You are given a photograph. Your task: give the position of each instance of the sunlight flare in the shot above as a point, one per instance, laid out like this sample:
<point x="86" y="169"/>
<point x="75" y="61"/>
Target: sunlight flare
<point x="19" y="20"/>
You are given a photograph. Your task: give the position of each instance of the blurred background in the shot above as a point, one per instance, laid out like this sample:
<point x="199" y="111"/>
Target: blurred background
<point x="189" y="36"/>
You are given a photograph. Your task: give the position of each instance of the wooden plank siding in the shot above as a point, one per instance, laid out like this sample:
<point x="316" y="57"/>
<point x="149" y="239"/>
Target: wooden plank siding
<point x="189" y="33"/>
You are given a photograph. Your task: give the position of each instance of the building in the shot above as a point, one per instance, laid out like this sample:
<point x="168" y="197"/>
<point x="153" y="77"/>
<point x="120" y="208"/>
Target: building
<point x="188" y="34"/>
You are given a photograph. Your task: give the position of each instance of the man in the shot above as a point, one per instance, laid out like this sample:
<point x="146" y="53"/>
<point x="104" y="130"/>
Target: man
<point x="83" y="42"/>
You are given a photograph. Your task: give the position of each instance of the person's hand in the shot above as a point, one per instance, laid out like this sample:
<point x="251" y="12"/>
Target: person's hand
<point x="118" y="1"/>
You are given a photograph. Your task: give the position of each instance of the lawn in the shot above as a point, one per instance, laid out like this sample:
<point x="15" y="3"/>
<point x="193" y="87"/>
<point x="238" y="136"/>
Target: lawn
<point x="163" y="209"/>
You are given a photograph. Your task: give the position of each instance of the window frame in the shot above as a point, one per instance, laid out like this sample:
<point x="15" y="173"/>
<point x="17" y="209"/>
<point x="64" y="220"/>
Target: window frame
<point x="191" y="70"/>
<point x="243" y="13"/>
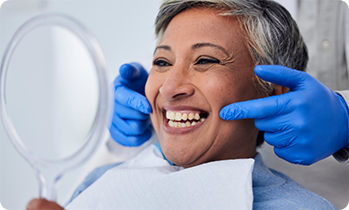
◇ ◇ ◇
WHAT THE TASK REQUIRES => Word for word, restate all of the records. Exclude the pictures.

ANSWER SPACE =>
You are given a photograph. Your task: give the position of each instance of the sunlight flare in the shot above as a point, one per instance, laid out like this sample:
<point x="86" y="169"/>
<point x="75" y="61"/>
Target: sunlight flare
<point x="19" y="20"/>
You are given a photograph. Your task: give the position of each instance of the blurred background in the shot above as a point, one per instance, laid out like this sample:
<point x="199" y="111"/>
Target: blurred background
<point x="189" y="36"/>
You are given a photograph. Your task: give the position of each instance of the wooden plank siding in the shot above as a point, one per instance, laid out like this sample:
<point x="316" y="57"/>
<point x="149" y="239"/>
Target: wooden plank siding
<point x="189" y="33"/>
You are given a photograph. Your task: give the position of each instance of the building in the shot above as a point, one per instance, laid out like this sample:
<point x="168" y="197"/>
<point x="153" y="77"/>
<point x="120" y="208"/>
Target: building
<point x="188" y="34"/>
You are given a photograph. Your task: give the position of each instance of the man in the shot above as a point, one per instance, laid out like this sample:
<point x="146" y="53"/>
<point x="104" y="130"/>
Target: man
<point x="83" y="42"/>
You are given a photograph. Your task: give the position of each instance of the person's hand in the shot above as a point, one per instance, laid out like this sample:
<point x="251" y="12"/>
Target: person's hand
<point x="118" y="1"/>
You are given a photograph. Your task: give the position of each instance of the lawn in the shot above as a point, one per instance, laid out like this sample:
<point x="15" y="3"/>
<point x="193" y="87"/>
<point x="238" y="136"/>
Target: lawn
<point x="163" y="209"/>
You are given a photograph. Your task: give the position of each instance of the window frame in the shot above as a point, one per instance, laid out like this sample:
<point x="15" y="173"/>
<point x="17" y="209"/>
<point x="64" y="220"/>
Target: window frame
<point x="191" y="70"/>
<point x="243" y="13"/>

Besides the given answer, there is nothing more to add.